_Given text_
- Opening Delimiter -

Think I’ll write a blog post about it.
Thomas the Tank Engine is my homeboy and I’m not ashamed to admit it.
I’ll let you in on a working mom’s dirty little secret- TV is our friend.
Sometimes our best friend.
I know what you’re thinking, and I’d think it too. I also thought I’d make my baby’s organic food from scratch. Then I had twins. You can BUY organic baby food.
So here I am working at this awesome little Web 2.0 business referral networking start-up, Inquisix (really, you should check us out if you’re a small business owner, sales person or connector. Honest.) I have a pretty great job but like with all things I wear a lot of hats. At a startup we all do.
In addition to being the head of Marketing I also happen to be chief concierge, triage nurse, umpire, chef, social secretary, health department, party planner, stylist, educator, trainer, chauffeur and head-supreme cuddler to three super-cute kiddos (one set of six-year old twins and one two-year old who thinks he’s six) and one Golden Retriever named Ginger-Girl. I love all four desperately but I’ve chosen to also pursue outlets outside of my family to preserve my sanity, intellect and creativity (though some argue Shrinky Dinks are creative, I say no.)
I should also note that I am a glutton for punishment.

- Closing Delimiter -

_Tasks to carry out_
(1) Can you rewrite the stretch of the blog post from "Think I’ll write" through "organic baby food.", replacing "TV" with "television"?
(2) What is the name of the Golden Retriever in the blog post?
The records that follow the blog post come from a separate source.

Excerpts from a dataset
- Opening Delimiter -

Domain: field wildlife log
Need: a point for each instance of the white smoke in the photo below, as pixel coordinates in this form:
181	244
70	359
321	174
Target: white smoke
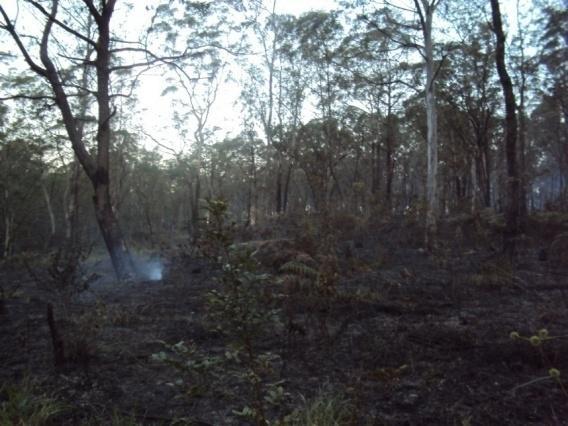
150	269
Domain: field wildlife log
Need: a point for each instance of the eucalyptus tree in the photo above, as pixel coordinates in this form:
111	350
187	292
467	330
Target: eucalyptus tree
203	36
51	56
380	81
511	132
469	88
553	58
21	170
416	32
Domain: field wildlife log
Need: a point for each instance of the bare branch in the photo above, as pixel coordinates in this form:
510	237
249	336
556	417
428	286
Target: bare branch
8	26
27	97
61	24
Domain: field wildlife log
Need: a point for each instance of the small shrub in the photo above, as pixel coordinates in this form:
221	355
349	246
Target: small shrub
327	408
20	404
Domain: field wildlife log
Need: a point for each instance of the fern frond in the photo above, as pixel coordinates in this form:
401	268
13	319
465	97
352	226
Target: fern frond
300	269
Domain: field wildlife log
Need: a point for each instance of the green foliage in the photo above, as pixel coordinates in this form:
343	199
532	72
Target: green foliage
198	369
327	408
538	341
20	404
240	311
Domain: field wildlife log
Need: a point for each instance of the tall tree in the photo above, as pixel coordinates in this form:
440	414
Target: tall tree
512	212
425	10
95	166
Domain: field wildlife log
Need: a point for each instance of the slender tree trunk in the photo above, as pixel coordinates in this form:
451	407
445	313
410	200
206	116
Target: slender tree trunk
279	186
71	205
512	210
104	213
426	13
8	241
50	213
286	189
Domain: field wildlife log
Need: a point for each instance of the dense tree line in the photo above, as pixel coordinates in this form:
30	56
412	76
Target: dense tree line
373	109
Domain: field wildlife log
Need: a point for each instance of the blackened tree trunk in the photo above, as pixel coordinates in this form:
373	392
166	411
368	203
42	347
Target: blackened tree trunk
512	210
96	168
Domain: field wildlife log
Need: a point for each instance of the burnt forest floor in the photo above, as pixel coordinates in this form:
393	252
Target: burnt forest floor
408	339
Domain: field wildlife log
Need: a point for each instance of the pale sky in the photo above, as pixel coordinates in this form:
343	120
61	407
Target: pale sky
156	111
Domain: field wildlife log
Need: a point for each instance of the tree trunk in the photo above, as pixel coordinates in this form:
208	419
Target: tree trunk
512	210
50	213
426	13
97	169
72	205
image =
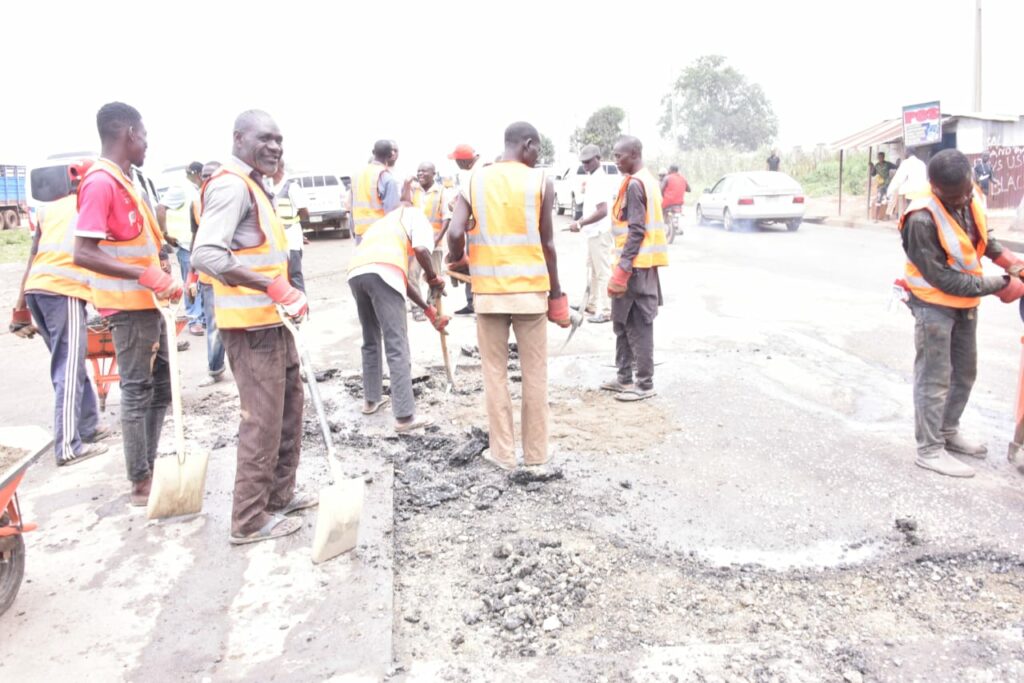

- Closing Delimiter -

_Exercise answers_
(1)
Think I’ll write a blog post about it.
Thomas the Tank Engine is my homeboy and I’m not ashamed to admit it.
I’ll let you in on a working mom’s dirty little secret- television is our friend.
Sometimes our best friend.
I know what you’re thinking, and I’d think it too. I also thought I’d make my baby’s organic food from scratch. Then I had twins. You can BUY organic baby food.

(2) Ginger-Girl